_WHAT TO DO:_ Make an exact copy of each entry, leaving out every picture.

_DATA EXCERPTS:_
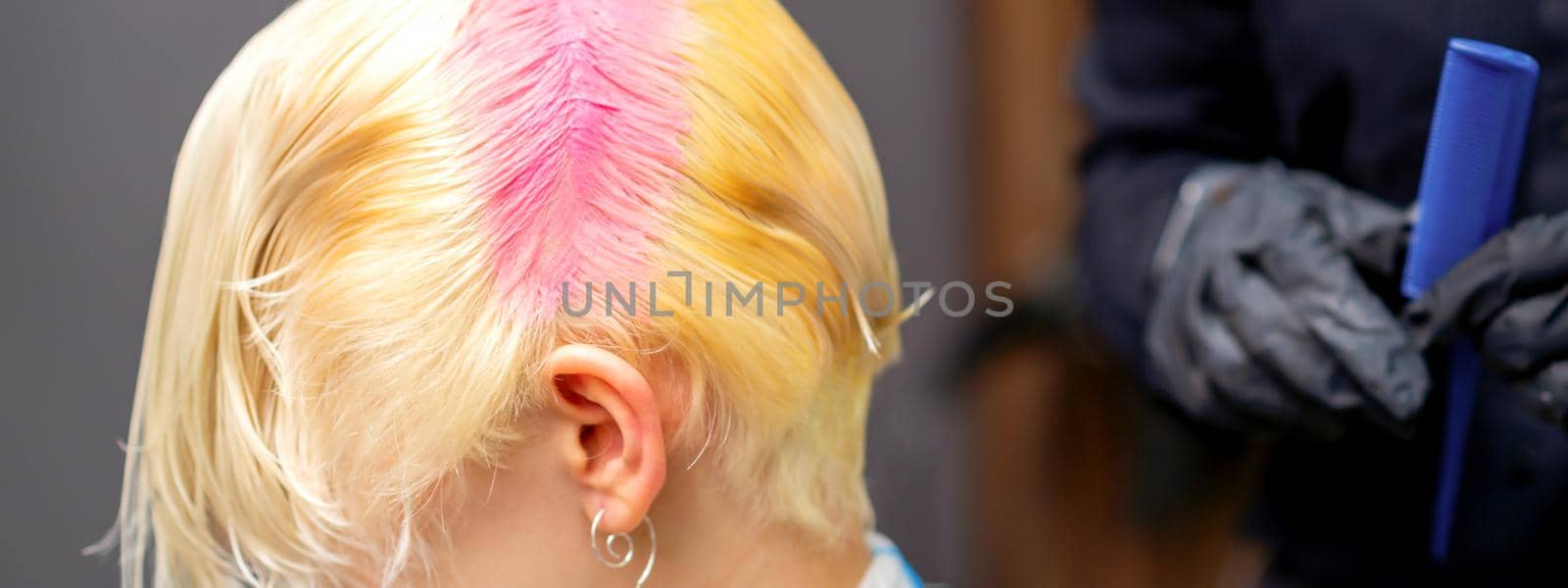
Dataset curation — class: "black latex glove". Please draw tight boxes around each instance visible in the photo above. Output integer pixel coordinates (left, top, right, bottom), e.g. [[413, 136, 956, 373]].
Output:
[[1145, 168, 1429, 436], [1403, 215, 1568, 423]]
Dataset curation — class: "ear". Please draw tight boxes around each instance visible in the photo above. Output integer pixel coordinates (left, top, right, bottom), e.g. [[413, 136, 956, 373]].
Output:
[[544, 345, 664, 533]]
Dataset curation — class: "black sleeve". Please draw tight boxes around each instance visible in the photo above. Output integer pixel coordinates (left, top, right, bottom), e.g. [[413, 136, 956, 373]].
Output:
[[1077, 0, 1276, 372]]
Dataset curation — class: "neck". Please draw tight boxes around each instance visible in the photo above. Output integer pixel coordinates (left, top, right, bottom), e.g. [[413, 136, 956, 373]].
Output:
[[436, 455, 870, 588], [649, 465, 870, 588]]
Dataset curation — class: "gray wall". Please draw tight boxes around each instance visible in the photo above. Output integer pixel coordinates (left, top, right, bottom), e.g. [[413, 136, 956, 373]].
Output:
[[0, 0, 964, 586]]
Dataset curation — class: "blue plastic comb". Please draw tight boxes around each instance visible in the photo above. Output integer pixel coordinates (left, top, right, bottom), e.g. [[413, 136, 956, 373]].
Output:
[[1400, 39, 1540, 562]]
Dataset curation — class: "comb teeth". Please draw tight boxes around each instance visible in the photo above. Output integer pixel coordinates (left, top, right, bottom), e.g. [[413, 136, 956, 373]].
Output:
[[1401, 39, 1540, 298], [447, 0, 690, 318]]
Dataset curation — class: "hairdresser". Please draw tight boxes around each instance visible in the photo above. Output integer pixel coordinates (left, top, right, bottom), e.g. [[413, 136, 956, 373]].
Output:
[[1077, 0, 1568, 586]]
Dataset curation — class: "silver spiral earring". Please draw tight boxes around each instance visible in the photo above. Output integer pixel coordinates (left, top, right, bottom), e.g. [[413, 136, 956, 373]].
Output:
[[588, 508, 659, 588]]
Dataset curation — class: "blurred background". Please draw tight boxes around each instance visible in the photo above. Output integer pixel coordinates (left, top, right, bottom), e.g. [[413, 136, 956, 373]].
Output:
[[0, 0, 1254, 586]]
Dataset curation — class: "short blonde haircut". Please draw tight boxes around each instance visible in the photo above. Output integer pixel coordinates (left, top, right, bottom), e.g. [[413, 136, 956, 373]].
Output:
[[120, 0, 904, 586]]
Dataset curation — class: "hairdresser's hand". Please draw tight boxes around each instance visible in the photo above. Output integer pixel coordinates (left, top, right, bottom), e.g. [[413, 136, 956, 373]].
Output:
[[1403, 215, 1568, 423], [1145, 168, 1429, 436]]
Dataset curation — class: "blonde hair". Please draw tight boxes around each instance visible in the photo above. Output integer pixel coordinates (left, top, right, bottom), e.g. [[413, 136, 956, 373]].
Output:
[[120, 0, 904, 586]]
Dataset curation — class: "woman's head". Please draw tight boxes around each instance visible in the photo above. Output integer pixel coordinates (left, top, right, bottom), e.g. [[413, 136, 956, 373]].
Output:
[[121, 0, 900, 585]]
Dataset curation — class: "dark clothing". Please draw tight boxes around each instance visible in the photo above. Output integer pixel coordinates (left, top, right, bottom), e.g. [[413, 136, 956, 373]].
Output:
[[1079, 0, 1568, 586]]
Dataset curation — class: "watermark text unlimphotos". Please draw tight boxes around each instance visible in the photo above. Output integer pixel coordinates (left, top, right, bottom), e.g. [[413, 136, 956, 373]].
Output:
[[562, 271, 1013, 318]]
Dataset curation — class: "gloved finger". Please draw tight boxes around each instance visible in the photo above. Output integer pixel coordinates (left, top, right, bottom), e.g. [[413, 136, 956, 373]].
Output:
[[1182, 267, 1331, 433], [1403, 215, 1568, 348], [1143, 259, 1254, 429], [1510, 361, 1568, 426], [1292, 172, 1411, 259], [1257, 227, 1430, 420], [1480, 285, 1568, 374], [1209, 249, 1362, 411]]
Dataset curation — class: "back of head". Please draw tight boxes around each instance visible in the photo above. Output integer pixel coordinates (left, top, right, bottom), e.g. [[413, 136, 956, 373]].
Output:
[[121, 0, 900, 585]]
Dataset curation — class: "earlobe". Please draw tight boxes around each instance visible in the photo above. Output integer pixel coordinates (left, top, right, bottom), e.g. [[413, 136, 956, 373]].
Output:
[[544, 345, 664, 533]]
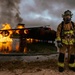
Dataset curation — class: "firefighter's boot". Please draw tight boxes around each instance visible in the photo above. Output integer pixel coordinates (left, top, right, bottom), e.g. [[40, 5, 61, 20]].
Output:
[[69, 55, 75, 72], [58, 53, 65, 72]]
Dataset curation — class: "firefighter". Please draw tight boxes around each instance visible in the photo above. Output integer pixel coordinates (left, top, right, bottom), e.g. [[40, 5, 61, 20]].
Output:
[[56, 10, 75, 72]]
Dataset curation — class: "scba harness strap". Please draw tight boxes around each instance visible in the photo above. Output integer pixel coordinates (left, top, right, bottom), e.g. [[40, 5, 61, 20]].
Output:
[[60, 21, 75, 38], [60, 21, 75, 45]]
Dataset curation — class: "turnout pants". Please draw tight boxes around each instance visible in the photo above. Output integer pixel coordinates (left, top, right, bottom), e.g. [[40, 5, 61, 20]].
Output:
[[58, 44, 75, 68]]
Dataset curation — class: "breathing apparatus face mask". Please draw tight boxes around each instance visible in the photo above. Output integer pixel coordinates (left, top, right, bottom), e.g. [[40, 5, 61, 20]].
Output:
[[63, 17, 71, 24]]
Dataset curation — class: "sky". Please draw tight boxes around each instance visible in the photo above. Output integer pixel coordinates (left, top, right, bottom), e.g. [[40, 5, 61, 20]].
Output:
[[19, 0, 75, 30]]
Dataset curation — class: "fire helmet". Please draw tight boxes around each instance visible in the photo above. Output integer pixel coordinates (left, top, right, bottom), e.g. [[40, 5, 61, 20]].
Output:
[[62, 10, 73, 17]]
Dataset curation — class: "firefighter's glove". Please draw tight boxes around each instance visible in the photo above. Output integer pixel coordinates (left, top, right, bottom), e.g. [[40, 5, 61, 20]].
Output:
[[57, 41, 63, 48]]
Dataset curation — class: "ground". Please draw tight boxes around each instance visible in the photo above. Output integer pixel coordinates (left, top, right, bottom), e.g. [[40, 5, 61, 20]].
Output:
[[0, 59, 75, 75]]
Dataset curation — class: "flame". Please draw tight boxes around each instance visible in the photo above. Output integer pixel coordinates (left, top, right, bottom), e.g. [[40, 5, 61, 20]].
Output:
[[0, 23, 13, 54], [0, 23, 12, 42], [16, 25, 24, 34]]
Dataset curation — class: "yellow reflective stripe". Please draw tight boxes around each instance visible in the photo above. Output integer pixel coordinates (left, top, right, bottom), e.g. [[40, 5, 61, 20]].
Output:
[[62, 39, 74, 45], [58, 62, 64, 67], [56, 37, 61, 41], [64, 30, 74, 34], [69, 63, 75, 67]]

_IN RESPONSE:_
Dataset curation — class: "black latex glove". Please draw tight boxes around each instance visible in the photo above. Output integer pixel coordinates (left, top, right, bottom), e.g. [[413, 136, 956, 373]].
Output:
[[1145, 168, 1429, 436], [1403, 215, 1568, 423]]
Dataset curation — class: "ear". Please draw tight boxes around each instance visible in the photo above. Output integer pixel coordinates (left, top, right, bottom), e.g. [[413, 136, 956, 373]].
Output:
[[544, 345, 664, 533]]
Dataset curation — class: "black sleeve". Please draw tight boxes around each instance visible in the photo above. Output integer pixel coordinates (left, top, right, bottom), e.g. [[413, 136, 956, 373]].
Output:
[[1077, 0, 1276, 372]]
Dataset curation — class: "neck". Please draw tight boxes around each instance visible in the photo above. Output integer pixel coordinates (left, top, right, bottom), e.g. [[413, 136, 956, 373]].
Output:
[[436, 455, 870, 588], [649, 465, 870, 588]]
Dataset curation — class: "gray wall". Please draw tight boxes around each instance visible in the photo above. Output integer pixel coordinates (left, top, right, bottom), e.g. [[413, 136, 956, 373]].
Output:
[[0, 0, 964, 586]]
Dataset curation — class: "blue plastic comb". Please draw tight boxes around each instance visible in the photo above. Output integer pixel coordinates (left, top, right, bottom), e.g. [[413, 136, 956, 373]].
Output:
[[1400, 39, 1540, 562]]
Dataset curation — class: "comb teeth". Please draw tight boxes around each instance visible in the photo above. Output integer pixel coordinates (left, top, right, bottom), e.g. [[413, 136, 956, 373]].
Output:
[[1401, 39, 1540, 298], [447, 0, 690, 318]]
Dataset curation — class: "hairdresser". Please draw tight boxes around each instance visible in the photo above. Output integer pixel coordinates (left, top, right, bottom), e.g. [[413, 136, 956, 373]].
Output:
[[1077, 0, 1568, 586]]
Dataset curation — class: "silver spiral earring". Please draw tight boxes around each instance visible in the photo above. Output integer pixel coordinates (left, top, right, bottom), e.g. [[413, 136, 956, 373]].
Output:
[[588, 508, 659, 588]]
Dataset curation — class: "blurred background". Please draw tight boxes around each instance visible in the photo above. Output integer pixel coordinates (left, top, right, bottom), e.g. [[413, 136, 956, 373]].
Output:
[[0, 0, 1254, 586]]
Dataset curation — class: "short blonde haircut". Please draw tight boxes around each instance visible in the photo above. Output integer pixel coordinates (left, top, right, bottom), e.g. [[413, 136, 956, 373]].
Output:
[[120, 0, 904, 586]]
Dataset curation — class: "hairdresser's hand". Please draw tight boxes around each instance visible in the photo above. Output integer pixel coordinates (left, top, right, bottom), e.g. [[413, 136, 956, 373]].
Output:
[[1403, 215, 1568, 423], [1145, 168, 1429, 436]]
Dataset curation — class: "blonde hair". Please draw tight boxes around each instance visible in the photo above. Output integer pixel coordinates (left, top, right, bottom), e.g. [[413, 136, 956, 373]].
Output:
[[120, 0, 904, 586]]
Dataset curation — class: "woman's head". Please draw tight boxes around each instance visible in the photo above. Output integer pixel coordinates (left, top, right, bottom), e.g. [[413, 136, 956, 373]].
Output:
[[121, 0, 900, 585]]
Dataset curation — class: "dark clothing". Please draw tight boxes around each instance visible in the photo above. Output integer pixel coordinates (left, top, right, bottom), e.g. [[413, 136, 956, 373]].
Output:
[[1079, 0, 1568, 586]]
Dataset curation — class: "watermark text unlimphotos". Please draw tight boxes around each instance visible in the photo above. Output integer pixel coordinates (left, top, right, bottom), e.g. [[413, 136, 956, 373]].
Output:
[[562, 271, 1013, 318]]
Dataset curation — class: "gloved finger". Please draw tight boxes around each instance visible in the photo above. Output integer pixel coordinates (left, top, right, bottom), e.g. [[413, 136, 956, 373]].
Output:
[[1182, 267, 1331, 433], [1403, 215, 1568, 348], [1143, 259, 1254, 429], [1510, 361, 1568, 426], [1292, 172, 1411, 259], [1257, 227, 1430, 420], [1480, 285, 1568, 374], [1209, 249, 1362, 411]]
Dataset curation — class: "back of head". Please draw tight boxes around each instance visible in the photo above. Output integer pixel coordinates (left, top, right, bottom), e.g. [[413, 136, 956, 373]].
Output:
[[121, 0, 900, 585]]
Dataset curation — class: "earlobe". Please draw tight boxes around each instance visible in the photo above. Output integer pixel coordinates (left, top, right, bottom), e.g. [[413, 136, 956, 373]].
Output:
[[544, 345, 664, 533]]
Dataset curation — class: "firefighter's boot". Please draw tight boxes around each instance visible in the photo above. Output integer pixel coordinates (left, top, right, bottom), e.g. [[40, 5, 61, 20]].
Output:
[[69, 55, 75, 72], [58, 53, 65, 72]]
Dataset curation — class: "firefighter". Please draw tight boxes around each instance visible in the photo above. Output integer pixel coordinates (left, top, right, bottom), e.g. [[40, 5, 61, 20]].
Output:
[[56, 10, 75, 72]]
Dataset curation — class: "scba harness strap". Please draw tight boxes around each instance visible in the photo above. Output integer pixel coordinates (left, top, right, bottom), e.g. [[40, 5, 61, 20]].
Output:
[[60, 21, 75, 38], [60, 21, 75, 45]]
Dataset curation — class: "turnout pants". Please draw tight boxes around each instance visible in the photo above. Output integer pixel coordinates (left, top, right, bottom), e.g. [[40, 5, 61, 20]].
Output:
[[58, 44, 75, 68]]
Dataset curation — class: "breathing apparatus face mask". Please draw tight boxes around each instance visible in the photo above. Output integer pixel coordinates (left, top, right, bottom), e.g. [[40, 5, 61, 20]].
Output:
[[63, 17, 71, 24]]
Dataset curation — class: "sky". Please draw tight boxes around each instance visible in the photo above. Output integer pixel coordinates (left, top, right, bottom), e.g. [[40, 5, 61, 20]].
Output:
[[19, 0, 75, 30]]
Dataset curation — class: "fire helmet". Please draw tight boxes around each instance visible in the photo above. Output integer pixel coordinates (left, top, right, bottom), e.g. [[40, 5, 61, 20]].
Output:
[[62, 10, 73, 17]]
Dataset curation — class: "firefighter's glove". Please draw tight boxes around each instance visible in the photo above. Output integer pixel coordinates (left, top, right, bottom), e.g. [[40, 5, 61, 20]].
Output:
[[57, 41, 63, 48]]
Dataset curation — class: "ground". Please draw tight boxes around each instance visible in the photo above. Output integer pixel coordinates (left, top, right, bottom), e.g. [[40, 5, 61, 20]].
Output:
[[0, 59, 75, 75]]
Dataset curation — class: "flame". Please draw tight boxes around each instance visible in the photo above. Output integer pixel coordinates (left, top, right, bottom), e.g. [[40, 5, 61, 20]].
Output:
[[0, 23, 13, 54], [0, 23, 12, 42], [16, 25, 24, 34]]
Dataset curation — class: "yellow reflective stripe". Please draw tight boxes around each instance visible in the photo above. Output integer pixel coordinates (left, top, right, bottom), e.g. [[40, 5, 61, 20]].
Output:
[[62, 39, 74, 45], [58, 62, 64, 67], [56, 37, 61, 41], [64, 30, 74, 34], [69, 63, 75, 67]]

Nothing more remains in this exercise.